§ The problem
The expected output is every line below, reproduced exactly.

§ Material for the task
..............................

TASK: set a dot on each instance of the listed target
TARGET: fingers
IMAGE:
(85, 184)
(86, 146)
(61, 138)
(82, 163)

..............................

§ Answer box
TASK: set a dot on each instance of the listed target
TARGET: fingers
IMAGE:
(85, 184)
(86, 146)
(61, 138)
(82, 163)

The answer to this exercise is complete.